• [İstenen görev 1]: Seçkiye göre anlatıcı, hafta sonu dışarı çıkmak yerine evde kalmayı seçtiği anlarda ne duyduğunu söylüyor?

Yaşamaya Bayılıyorum
(İHA) - İhlas Haber Ajansı |
27.07.2017 - 09:48, Güncelleme:
30.06.2021 - 18:34
Yaşamaya Bayılıyorum
Hayatımın en mutlu ve en canlı hatıralarından bazıları, tek başıma geçirdiğim anlardan oluşuyor. En sevdiğim kitap serisini yeniden okuduğum karlı bir hafta sonu. Yeni evimde ilk yemek yaptığım an. Birlikte tatil yaptığım insanlardan biraz uzaklaşarak gün doğumunu tek başıma izlediğim sabah. Elbette, içerisinde insanların da olduğu birçok mutlu hatıram var; ancak o anların sakinliği ve bana getirdikleri huzur, bir şekilde zihnimde en canlı halleri ile kalıyor.
Ben gerçekten yalnız mıyım?
İçedönük bir insan olarak, hafta sonu dışarı çıkıp diğer insanlarla vakit geçirmektense evde kalmayı tercih ettiğim için suçluluk duyduğum anlar oldu. Bu duygu, yapmayı seçtiğim şey için sabırsızlanıyor olsam bile ortaya çıkabiliyor – yeni bir kitap okumak ya da en sevdiğim filmlerden birini izlemek gibi.

• [Malzeme]:
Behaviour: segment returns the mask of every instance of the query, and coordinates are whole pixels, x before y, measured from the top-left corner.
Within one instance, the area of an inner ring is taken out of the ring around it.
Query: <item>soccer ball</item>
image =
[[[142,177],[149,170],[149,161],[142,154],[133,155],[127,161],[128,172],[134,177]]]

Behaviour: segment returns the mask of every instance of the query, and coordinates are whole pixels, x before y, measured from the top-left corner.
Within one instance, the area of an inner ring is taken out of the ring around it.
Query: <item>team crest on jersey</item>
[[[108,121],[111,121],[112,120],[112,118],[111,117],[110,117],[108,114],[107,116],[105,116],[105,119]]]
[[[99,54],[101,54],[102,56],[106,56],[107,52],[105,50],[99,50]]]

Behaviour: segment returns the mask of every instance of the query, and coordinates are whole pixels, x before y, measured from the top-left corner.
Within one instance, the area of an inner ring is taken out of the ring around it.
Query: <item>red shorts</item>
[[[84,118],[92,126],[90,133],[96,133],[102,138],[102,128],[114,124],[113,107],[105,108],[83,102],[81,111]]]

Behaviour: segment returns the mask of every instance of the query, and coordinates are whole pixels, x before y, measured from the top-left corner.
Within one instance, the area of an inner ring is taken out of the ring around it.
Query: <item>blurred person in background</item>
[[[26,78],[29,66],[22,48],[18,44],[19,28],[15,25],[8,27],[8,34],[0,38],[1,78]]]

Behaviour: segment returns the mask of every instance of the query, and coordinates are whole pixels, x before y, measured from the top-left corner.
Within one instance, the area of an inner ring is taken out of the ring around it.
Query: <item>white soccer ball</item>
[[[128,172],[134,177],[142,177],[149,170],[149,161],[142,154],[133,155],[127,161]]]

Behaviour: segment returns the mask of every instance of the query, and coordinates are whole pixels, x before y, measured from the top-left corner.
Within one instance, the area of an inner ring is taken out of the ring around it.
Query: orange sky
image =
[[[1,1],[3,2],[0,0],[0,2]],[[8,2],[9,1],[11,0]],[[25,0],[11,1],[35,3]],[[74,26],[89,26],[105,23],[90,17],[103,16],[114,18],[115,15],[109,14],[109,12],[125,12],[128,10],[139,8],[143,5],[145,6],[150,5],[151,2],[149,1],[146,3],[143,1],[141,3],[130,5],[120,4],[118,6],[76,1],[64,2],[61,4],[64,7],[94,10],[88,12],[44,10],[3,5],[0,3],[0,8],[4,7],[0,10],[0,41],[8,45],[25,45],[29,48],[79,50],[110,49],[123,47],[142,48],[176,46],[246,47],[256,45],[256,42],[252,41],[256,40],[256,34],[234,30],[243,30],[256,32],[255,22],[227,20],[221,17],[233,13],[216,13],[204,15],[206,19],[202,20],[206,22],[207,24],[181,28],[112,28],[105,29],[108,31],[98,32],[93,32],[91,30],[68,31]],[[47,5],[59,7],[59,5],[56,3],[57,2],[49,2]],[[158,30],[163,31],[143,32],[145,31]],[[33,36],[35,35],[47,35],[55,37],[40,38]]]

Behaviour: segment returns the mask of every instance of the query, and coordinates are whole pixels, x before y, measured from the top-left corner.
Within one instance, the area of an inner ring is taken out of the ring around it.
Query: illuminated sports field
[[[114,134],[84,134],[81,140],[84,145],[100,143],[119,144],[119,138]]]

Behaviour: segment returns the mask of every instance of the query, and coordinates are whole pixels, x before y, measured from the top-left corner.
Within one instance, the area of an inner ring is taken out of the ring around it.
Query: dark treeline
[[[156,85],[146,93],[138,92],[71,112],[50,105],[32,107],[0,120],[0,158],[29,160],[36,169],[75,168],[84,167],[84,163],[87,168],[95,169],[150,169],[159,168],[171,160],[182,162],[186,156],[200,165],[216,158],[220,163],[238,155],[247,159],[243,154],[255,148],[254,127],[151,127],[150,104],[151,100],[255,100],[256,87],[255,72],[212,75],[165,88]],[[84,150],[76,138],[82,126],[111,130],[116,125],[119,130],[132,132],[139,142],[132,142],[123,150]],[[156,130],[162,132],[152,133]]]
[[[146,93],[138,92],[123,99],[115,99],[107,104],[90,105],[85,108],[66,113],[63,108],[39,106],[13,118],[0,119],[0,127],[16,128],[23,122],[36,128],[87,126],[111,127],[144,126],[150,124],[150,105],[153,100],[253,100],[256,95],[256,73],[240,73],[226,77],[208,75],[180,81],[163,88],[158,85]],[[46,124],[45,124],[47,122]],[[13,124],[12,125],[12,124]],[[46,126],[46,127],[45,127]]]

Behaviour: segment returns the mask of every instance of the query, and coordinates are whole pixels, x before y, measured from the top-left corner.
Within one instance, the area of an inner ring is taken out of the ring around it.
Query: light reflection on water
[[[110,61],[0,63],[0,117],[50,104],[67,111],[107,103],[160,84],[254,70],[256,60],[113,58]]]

• [İstenen görev 2]: Satırlardan kaçında "item" dizesi geçtiğini belirtin. Yalnızca sayıyı yazın.

• [Çıktı 1]: Suçluluk duyduğunu söylüyor.

• [Çıktı 2]: 5